╔══
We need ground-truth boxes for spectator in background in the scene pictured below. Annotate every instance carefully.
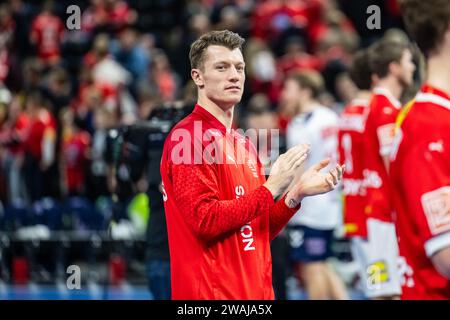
[23,91,57,202]
[42,67,72,119]
[0,3,15,84]
[10,0,33,60]
[285,70,348,300]
[174,13,211,85]
[319,47,356,109]
[277,67,302,134]
[244,39,279,104]
[0,87,10,196]
[214,5,248,37]
[0,93,29,204]
[278,36,322,76]
[74,84,103,135]
[148,51,179,103]
[22,58,44,93]
[251,0,321,51]
[136,87,160,122]
[87,33,138,124]
[309,3,357,54]
[82,0,137,35]
[85,106,117,202]
[110,28,150,98]
[8,0,35,92]
[333,72,358,110]
[244,93,279,167]
[90,34,131,100]
[83,33,110,69]
[59,107,91,197]
[30,0,65,67]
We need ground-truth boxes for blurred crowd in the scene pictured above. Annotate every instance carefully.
[0,0,403,214]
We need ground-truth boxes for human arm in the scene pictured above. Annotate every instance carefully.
[284,158,344,208]
[170,144,309,242]
[432,245,450,279]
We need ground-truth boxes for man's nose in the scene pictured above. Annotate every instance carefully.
[228,66,240,82]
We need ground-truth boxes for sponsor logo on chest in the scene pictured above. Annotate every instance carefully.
[236,185,256,251]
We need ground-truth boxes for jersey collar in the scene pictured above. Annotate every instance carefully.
[350,98,370,107]
[373,87,401,109]
[421,84,450,100]
[192,104,228,135]
[416,84,450,111]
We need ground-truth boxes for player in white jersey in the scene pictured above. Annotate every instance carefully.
[284,70,348,300]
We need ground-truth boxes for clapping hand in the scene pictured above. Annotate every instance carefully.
[284,159,344,208]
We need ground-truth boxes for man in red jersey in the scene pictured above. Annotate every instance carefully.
[363,38,416,298]
[339,49,372,240]
[338,49,377,298]
[160,30,344,300]
[23,92,57,202]
[389,0,450,299]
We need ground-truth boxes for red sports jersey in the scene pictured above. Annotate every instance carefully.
[390,85,450,299]
[12,114,29,154]
[338,98,370,237]
[160,105,299,300]
[24,109,56,160]
[364,87,401,222]
[62,130,90,194]
[30,13,64,62]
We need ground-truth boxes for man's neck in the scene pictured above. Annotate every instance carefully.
[299,99,320,114]
[375,76,403,100]
[355,90,372,102]
[426,52,450,97]
[197,97,234,130]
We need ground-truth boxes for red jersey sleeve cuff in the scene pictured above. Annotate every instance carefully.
[260,185,276,205]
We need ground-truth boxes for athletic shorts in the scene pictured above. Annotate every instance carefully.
[351,218,402,298]
[286,225,334,262]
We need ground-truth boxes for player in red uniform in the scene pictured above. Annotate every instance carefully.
[160,30,344,299]
[338,49,378,298]
[363,38,416,298]
[389,0,450,299]
[60,108,91,196]
[339,49,373,240]
[23,92,57,201]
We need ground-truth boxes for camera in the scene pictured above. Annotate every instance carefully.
[105,102,194,198]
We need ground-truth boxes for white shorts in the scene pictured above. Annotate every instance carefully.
[351,218,402,298]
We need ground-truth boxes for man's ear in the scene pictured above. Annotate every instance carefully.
[371,73,379,86]
[191,68,204,87]
[389,61,401,77]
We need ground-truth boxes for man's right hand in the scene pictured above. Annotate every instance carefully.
[263,144,310,198]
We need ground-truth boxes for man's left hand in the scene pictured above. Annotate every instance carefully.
[284,159,344,208]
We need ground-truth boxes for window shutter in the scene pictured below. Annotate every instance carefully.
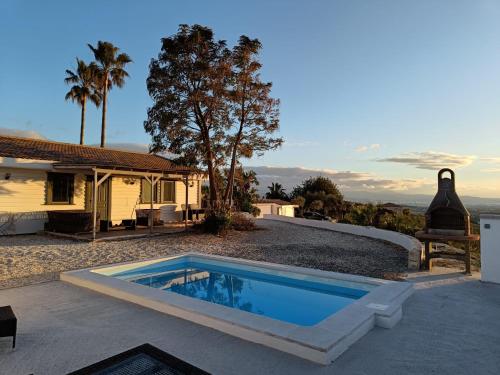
[46,173,53,204]
[68,175,75,204]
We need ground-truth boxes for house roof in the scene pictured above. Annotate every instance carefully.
[255,199,296,206]
[0,135,191,173]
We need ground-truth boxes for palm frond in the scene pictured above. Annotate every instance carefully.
[116,53,132,65]
[64,58,101,108]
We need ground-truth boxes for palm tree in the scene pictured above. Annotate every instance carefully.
[266,182,288,200]
[64,59,102,145]
[88,41,132,147]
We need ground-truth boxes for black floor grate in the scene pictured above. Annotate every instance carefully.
[67,344,210,375]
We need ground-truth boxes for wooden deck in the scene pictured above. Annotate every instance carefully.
[45,223,190,242]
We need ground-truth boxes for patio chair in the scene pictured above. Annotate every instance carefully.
[0,305,17,349]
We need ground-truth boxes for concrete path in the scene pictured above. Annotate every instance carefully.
[0,273,499,375]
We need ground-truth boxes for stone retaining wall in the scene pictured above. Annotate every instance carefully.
[263,215,423,270]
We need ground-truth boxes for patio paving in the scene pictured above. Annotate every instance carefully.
[0,271,499,375]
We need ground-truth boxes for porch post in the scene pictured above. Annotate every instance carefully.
[92,169,98,241]
[185,175,189,230]
[150,173,154,234]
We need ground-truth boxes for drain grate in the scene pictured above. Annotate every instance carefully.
[67,344,210,375]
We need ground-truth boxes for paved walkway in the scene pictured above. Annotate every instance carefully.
[0,271,499,375]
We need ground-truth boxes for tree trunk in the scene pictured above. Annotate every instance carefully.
[201,128,219,209]
[100,78,108,148]
[223,125,243,208]
[223,90,247,208]
[80,98,86,145]
[205,148,219,207]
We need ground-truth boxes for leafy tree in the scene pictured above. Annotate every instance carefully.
[266,182,288,200]
[291,176,344,218]
[144,25,231,208]
[223,36,282,206]
[291,176,343,198]
[88,41,132,147]
[232,167,260,215]
[291,195,306,216]
[64,59,101,144]
[309,199,324,212]
[144,25,281,218]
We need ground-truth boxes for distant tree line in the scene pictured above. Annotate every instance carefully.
[249,174,425,236]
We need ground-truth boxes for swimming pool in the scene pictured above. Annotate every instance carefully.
[62,253,413,364]
[111,257,370,326]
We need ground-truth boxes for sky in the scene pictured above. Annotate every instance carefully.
[1,0,500,198]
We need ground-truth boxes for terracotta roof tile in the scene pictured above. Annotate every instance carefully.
[0,135,190,173]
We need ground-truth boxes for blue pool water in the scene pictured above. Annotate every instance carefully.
[110,258,370,326]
╚══
* Instructions for the task:
Transcribe all the lines above exactly; any image among them is skipped.

* Your response:
We need ground-truth boxes for spectator in background in the scene pictured below. Annotate every instance carefully.
[23,91,57,202]
[42,67,72,119]
[0,3,15,84]
[10,0,33,60]
[285,70,348,300]
[174,13,211,85]
[319,47,356,109]
[277,67,302,134]
[244,39,279,104]
[0,87,10,196]
[214,5,248,37]
[0,93,29,204]
[278,36,322,76]
[74,84,103,135]
[148,51,179,103]
[22,58,44,93]
[251,0,321,51]
[136,87,160,122]
[87,33,138,124]
[309,3,357,54]
[82,0,137,35]
[85,106,117,202]
[110,28,150,98]
[8,0,35,92]
[333,72,358,110]
[244,93,279,167]
[90,34,131,100]
[83,33,110,69]
[59,107,91,197]
[30,0,65,67]
We need ground-truth boxes for blurred crowd in the scene pictured above. Annotate every instance carefully.
[0,0,403,214]
We need ground-truth boxes for human arm in the scene pictured above. Annotate every instance carefully.
[284,158,344,208]
[170,144,309,242]
[432,245,450,279]
We need ground-truth boxes for man's nose in the scene pictured above. Annotate every instance carefully.
[228,66,240,82]
We need ground-truth boxes for sponsor logo on chest in the scene pictured above. Annotate every instance carefully.
[236,185,256,251]
We need ground-truth boxes for jersey collar in the scene pictured above. Annotate every instance carefully.
[350,98,370,107]
[373,87,401,109]
[421,84,450,100]
[192,104,228,135]
[416,84,450,111]
We need ground-truth boxes for player in white jersey in the scene pictured above. Annotate every instance carefully.
[284,70,348,300]
We need ground-truth boxes for clapping hand in the scene pictured above. Annotate every instance carefully.
[284,159,344,208]
We need ground-truth boxes for man in red jersey in the scene pictured above. Annotate every instance carefully.
[363,38,416,298]
[339,49,372,240]
[338,49,377,298]
[160,30,344,300]
[23,92,57,202]
[389,0,450,299]
We need ground-truth boxes for red sports jersey in the scene pictured above. Annotate every instance carefully.
[390,85,450,299]
[12,114,29,154]
[338,98,370,237]
[160,105,299,300]
[24,109,56,160]
[364,87,401,222]
[62,130,90,194]
[30,13,64,62]
We need ground-truth boxes for man's neck in the scene pictured above. Annotate every instance carefully.
[299,99,320,114]
[375,76,403,100]
[355,90,372,102]
[426,52,450,97]
[197,97,234,130]
We need ground-truth boxes for red jersey sleeve cuff in the scene pictured above. Annotate every instance carefully.
[260,185,276,205]
We need ground-truth boxes for athletic shorts in the scene pictured above. Annotate every instance carefully.
[351,218,402,298]
[286,225,334,262]
We need ground-truth boxes for player in red uniform in the scene pictured above. Annotate every instance carefully.
[160,30,344,299]
[338,49,378,298]
[363,38,416,298]
[389,0,450,299]
[60,108,91,196]
[339,49,373,240]
[23,92,57,201]
We need ground-truth boxes for camera in the scene pictured above. Annotate every instance carefully.
[105,102,194,198]
We need ground-truth boxes for white shorts in the scene pictured above. Annotate every instance carefully.
[351,218,402,298]
We need ground-truth boxes for man's ear in the scene pictured above. Annotate every instance carefully.
[371,73,379,86]
[191,68,204,87]
[389,61,401,77]
We need ground-truth boxes for man's right hand in the scene pictured above. Annotate every instance carefully.
[263,144,310,198]
We need ground-truth boxes for man's left hand in the scene pictured above. Annotate every instance carefully.
[284,159,344,208]
We need ground-truth boxes for window shutter in the scene pictured below. Annotate every instance carefully.
[46,173,53,204]
[68,175,75,204]
We need ground-truth boxes for house roof in the scene pictured above. Annotate every instance carefully.
[255,199,296,206]
[0,135,191,173]
We need ground-truth boxes for palm frond in the scene pictured above. Annotate every instance carefully.
[116,53,132,65]
[64,58,101,108]
We need ground-truth boxes for palm tree in the scene pictured above. Annotate every instance carefully.
[266,182,288,200]
[64,59,102,145]
[88,41,132,147]
We need ground-truth boxes for black floor grate in the scene pictured above. Annotate every instance carefully.
[67,344,210,375]
We need ground-truth boxes for wooden deck in the scene pictured above. Annotate every instance carefully.
[45,223,190,242]
We need ground-truth boxes for patio chair in the scene pictured above. Annotate every instance carefully.
[0,305,17,349]
We need ground-truth boxes for concrete path in the scene pictured above. Annotate every instance carefully.
[0,273,499,375]
We need ground-truth boxes for stone retaining wall in the scene pictured above. Annotate every instance carefully.
[263,215,423,270]
We need ground-truth boxes for patio paving in the scene pictured above. Annotate every instance carefully.
[0,271,499,375]
We need ground-truth boxes for porch post in the scene pictured above. Annotate every instance carefully.
[92,169,98,241]
[185,175,189,230]
[150,173,154,234]
We need ground-truth boxes for drain grate in the scene pictured above. Annotate every instance carefully.
[67,344,210,375]
We need ground-truth boxes for paved walkway in the scene pictured above. Annotate every instance carefully.
[0,271,499,375]
We need ground-truth boxes for tree trunk in the scene pictured above. Annotate every instance carefully.
[201,128,219,209]
[100,78,108,148]
[223,125,243,208]
[223,90,247,208]
[80,98,86,145]
[205,148,219,207]
We need ground-truth boxes for leafy tree in the scene pictured above. Annotate every instance carefully.
[266,182,288,200]
[291,176,344,218]
[144,25,231,208]
[223,36,282,206]
[291,176,343,198]
[88,41,132,147]
[232,167,260,215]
[291,195,306,216]
[64,59,101,144]
[309,199,324,212]
[144,25,281,218]
We need ground-truth boxes for distant tree line in the scene pictured above. Annotate every instance carefully.
[249,174,425,236]
We need ground-truth boxes for swimming pool in the scene pictured above. Annotate every instance carefully.
[62,253,413,364]
[111,257,370,326]
We need ground-truth boxes for sky in the scene pictured above. Annotate every instance carefully.
[1,0,500,198]
We need ground-truth boxes for terracotta roof tile in the scene pictured above. Annotate every instance carefully.
[0,135,190,173]
We need ground-truth boxes for blue pool water in the scene pictured above. Annotate every instance carefully.
[110,258,370,326]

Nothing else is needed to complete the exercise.